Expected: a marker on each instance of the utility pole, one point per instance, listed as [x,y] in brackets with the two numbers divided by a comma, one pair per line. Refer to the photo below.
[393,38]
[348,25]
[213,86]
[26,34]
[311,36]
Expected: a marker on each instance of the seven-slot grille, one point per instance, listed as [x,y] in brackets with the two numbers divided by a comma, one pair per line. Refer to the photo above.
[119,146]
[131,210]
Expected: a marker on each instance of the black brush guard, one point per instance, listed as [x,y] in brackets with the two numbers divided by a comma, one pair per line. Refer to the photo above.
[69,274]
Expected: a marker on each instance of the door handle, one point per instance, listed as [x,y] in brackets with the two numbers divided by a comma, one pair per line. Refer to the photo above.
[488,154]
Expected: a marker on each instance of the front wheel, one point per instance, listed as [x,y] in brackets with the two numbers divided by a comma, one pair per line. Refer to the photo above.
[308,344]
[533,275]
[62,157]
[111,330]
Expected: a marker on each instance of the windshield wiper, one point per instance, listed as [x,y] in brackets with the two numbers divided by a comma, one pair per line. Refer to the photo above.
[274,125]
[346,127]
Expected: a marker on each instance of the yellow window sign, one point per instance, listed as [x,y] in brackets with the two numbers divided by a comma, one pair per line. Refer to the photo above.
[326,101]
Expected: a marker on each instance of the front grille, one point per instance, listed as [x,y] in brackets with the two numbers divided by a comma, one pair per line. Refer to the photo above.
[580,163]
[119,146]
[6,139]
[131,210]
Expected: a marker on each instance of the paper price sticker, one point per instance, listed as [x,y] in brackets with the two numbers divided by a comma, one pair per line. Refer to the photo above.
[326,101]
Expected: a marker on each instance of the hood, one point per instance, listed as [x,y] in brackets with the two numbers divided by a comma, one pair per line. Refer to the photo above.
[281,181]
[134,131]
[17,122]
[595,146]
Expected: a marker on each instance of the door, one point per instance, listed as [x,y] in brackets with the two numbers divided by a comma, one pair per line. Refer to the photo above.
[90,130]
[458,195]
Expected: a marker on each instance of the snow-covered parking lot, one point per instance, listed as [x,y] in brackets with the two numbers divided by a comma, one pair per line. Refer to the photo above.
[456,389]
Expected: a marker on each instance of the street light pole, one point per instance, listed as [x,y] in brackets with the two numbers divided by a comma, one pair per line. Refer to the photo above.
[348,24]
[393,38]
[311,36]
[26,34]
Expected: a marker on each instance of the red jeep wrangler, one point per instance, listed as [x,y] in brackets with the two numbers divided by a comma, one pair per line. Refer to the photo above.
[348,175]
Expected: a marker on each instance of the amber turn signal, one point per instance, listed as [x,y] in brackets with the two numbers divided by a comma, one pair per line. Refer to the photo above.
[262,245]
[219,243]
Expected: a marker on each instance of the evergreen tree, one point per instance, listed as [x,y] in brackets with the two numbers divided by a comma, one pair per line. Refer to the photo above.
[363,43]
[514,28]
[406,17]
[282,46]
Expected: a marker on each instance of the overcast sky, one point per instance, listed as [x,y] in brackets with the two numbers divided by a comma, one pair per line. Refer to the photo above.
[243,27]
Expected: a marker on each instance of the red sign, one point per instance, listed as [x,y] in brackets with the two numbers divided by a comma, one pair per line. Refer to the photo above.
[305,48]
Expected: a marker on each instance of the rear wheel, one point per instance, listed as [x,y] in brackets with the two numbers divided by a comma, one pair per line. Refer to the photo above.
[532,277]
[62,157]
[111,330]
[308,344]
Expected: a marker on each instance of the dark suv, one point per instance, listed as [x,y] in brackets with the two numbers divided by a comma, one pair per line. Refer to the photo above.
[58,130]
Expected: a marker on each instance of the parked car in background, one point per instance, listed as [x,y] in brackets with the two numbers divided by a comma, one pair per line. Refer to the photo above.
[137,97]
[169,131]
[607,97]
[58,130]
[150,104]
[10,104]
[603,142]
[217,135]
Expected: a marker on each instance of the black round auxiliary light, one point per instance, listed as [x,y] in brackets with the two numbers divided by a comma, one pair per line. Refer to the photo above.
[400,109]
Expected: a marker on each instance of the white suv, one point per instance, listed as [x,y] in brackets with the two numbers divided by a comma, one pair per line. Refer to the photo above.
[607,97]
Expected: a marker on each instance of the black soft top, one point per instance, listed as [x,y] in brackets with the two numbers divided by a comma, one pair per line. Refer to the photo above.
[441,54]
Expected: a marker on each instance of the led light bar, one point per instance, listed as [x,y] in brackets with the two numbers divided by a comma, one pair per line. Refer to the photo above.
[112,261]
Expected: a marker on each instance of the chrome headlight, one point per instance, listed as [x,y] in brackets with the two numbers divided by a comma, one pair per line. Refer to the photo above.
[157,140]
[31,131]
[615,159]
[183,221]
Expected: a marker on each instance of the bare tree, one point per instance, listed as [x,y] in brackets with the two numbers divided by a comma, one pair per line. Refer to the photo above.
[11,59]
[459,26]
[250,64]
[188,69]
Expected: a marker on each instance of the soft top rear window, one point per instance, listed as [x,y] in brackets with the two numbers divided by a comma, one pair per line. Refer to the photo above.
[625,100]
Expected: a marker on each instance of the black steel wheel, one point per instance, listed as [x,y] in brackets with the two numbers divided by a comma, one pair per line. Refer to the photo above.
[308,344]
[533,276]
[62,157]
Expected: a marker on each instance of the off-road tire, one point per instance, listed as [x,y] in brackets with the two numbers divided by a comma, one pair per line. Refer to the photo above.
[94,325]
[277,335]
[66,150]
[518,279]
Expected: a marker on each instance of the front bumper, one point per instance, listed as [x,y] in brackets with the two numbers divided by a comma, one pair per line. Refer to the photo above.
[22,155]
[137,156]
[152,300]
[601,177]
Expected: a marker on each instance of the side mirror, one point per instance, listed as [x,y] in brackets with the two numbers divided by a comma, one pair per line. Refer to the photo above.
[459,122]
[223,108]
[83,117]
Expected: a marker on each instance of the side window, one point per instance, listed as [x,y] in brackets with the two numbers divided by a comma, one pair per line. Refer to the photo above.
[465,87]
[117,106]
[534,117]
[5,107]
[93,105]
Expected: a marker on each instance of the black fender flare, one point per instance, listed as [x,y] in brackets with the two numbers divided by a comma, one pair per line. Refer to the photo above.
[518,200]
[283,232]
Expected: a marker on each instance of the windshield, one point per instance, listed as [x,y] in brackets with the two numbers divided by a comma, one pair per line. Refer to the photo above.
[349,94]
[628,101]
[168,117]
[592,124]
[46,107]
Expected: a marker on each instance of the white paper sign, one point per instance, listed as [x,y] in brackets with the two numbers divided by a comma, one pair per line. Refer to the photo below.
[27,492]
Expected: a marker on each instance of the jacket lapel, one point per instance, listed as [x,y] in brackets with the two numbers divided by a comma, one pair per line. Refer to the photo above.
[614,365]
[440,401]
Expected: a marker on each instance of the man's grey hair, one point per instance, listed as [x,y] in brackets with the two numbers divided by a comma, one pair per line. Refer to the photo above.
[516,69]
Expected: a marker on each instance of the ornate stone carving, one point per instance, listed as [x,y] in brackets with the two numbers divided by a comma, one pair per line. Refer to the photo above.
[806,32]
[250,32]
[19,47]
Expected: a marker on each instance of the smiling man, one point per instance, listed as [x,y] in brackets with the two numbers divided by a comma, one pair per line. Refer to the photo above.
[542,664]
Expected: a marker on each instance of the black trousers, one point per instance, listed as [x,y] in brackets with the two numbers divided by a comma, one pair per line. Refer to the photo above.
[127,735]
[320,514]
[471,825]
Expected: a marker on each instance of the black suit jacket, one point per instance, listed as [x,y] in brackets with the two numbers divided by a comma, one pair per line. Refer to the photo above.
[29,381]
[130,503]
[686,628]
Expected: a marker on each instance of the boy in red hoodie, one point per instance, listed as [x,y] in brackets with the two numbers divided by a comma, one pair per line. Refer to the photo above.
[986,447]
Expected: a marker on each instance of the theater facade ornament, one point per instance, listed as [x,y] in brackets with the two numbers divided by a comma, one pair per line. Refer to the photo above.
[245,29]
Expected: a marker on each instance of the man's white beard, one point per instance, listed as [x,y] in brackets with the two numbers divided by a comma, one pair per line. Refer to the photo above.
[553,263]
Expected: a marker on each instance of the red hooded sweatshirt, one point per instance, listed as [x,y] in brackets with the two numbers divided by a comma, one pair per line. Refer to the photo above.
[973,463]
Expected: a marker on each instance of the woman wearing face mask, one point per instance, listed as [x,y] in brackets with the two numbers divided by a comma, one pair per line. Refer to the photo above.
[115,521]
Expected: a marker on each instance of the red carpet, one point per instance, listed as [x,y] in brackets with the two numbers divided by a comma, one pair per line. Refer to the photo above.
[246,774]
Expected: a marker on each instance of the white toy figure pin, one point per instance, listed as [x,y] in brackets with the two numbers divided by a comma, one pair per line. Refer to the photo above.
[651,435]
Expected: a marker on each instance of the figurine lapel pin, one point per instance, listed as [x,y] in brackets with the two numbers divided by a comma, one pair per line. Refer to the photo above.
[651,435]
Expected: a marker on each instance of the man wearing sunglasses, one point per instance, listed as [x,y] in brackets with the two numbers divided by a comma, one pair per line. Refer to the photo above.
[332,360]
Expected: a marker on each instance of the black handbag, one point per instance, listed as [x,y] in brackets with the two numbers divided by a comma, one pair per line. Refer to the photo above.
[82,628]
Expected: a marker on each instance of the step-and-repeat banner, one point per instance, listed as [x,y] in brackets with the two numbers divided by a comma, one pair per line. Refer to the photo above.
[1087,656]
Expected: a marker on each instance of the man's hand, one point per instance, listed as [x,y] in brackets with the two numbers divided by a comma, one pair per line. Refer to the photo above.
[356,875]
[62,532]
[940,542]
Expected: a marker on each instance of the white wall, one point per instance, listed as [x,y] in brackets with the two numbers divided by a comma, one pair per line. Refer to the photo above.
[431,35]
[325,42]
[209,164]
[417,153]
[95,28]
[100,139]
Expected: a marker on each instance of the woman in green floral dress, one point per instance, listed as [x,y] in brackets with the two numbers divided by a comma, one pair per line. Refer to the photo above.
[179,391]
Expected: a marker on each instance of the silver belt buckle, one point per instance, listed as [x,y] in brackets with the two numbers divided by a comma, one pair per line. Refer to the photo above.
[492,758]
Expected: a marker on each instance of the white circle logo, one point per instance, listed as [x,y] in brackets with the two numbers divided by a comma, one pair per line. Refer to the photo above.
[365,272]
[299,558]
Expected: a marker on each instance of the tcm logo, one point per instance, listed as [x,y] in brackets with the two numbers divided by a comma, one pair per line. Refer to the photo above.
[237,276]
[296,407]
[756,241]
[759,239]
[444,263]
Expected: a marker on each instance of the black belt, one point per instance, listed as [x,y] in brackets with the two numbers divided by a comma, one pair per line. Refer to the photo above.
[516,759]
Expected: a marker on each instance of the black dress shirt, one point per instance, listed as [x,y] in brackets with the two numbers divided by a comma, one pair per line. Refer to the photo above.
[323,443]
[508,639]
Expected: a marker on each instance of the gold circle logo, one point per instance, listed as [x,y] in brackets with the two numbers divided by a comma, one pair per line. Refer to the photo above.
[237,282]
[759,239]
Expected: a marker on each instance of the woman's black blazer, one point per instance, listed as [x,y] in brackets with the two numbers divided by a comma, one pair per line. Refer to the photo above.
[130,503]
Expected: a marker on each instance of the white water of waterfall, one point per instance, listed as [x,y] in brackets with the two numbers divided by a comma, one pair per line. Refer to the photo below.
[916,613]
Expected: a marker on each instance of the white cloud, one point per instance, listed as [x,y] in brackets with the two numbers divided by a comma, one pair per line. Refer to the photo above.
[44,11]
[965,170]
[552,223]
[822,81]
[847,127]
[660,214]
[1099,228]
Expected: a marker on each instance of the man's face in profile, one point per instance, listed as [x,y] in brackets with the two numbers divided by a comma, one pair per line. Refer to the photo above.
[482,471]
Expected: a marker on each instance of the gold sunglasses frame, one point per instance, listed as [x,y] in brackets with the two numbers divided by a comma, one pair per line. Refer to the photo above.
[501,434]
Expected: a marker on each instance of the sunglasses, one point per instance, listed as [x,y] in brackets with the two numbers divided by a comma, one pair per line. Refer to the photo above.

> _WHAT NEEDS TO BE DONE_: Beginning with the line that contains "Expected: a marker on each instance of the black belt, one", quote each line exactly through the last line of the entries above, and nothing beyond them.

> _FULL RESPONSE_:
Expected: a marker on each instance of the black belt, one point per instance, listed as [x,y] in brackets with the two numbers divided by a comma, one pair per line. Refer to the photo above.
[516,759]
Expected: a marker on each instance of the black dress shirt, one point per instance, listed as [x,y] in brackets with the two numbers divided by a comma, one pair per line. Refer to the photo above.
[323,443]
[508,639]
Expected: a marker on each instance of the gold circle logo, one point per instance, listed as [x,y] in brackets with the two numbers divided by a comma, one pair per line. Refer to the photo above.
[237,282]
[759,239]
Expected: a marker on each instance of the woman's black blazer, one point per instance, listed as [x,y] in brackets with the two numbers divided by a comma, one pair per line. Refer to the photo above.
[130,503]
Expected: a marker on each instance of the white water of waterfall, one point per instance, listed as [x,y] in brackets with the two numbers divided by a comma, one pair per line. Refer to the photo below.
[916,613]
Expected: a marker on each instance of the white cloud, one point per instance, listed as [x,y] in brackets with the two numbers divided by a comma, one pair per line. Refer to the photo above.
[44,11]
[965,170]
[552,223]
[822,81]
[847,127]
[660,214]
[1099,228]
Expected: a marker on each instance of the man's face in profile, one point per instance, listed as [x,y] in brackets with the two numbers divided by a comma, one pair per line. Refer to the photo above.
[482,471]
Expected: a marker on each instance of the gold sunglasses frame, one point per instance, listed as [x,y] in brackets with the two numbers divided by a comma, one pair per line. Refer to the photo above.
[501,434]
Expected: a marker on each instance of the sunglasses, one point per instance, listed as [x,y] in brackets with the two numbers divided by a comma, one pair per line. Refer to the photo above.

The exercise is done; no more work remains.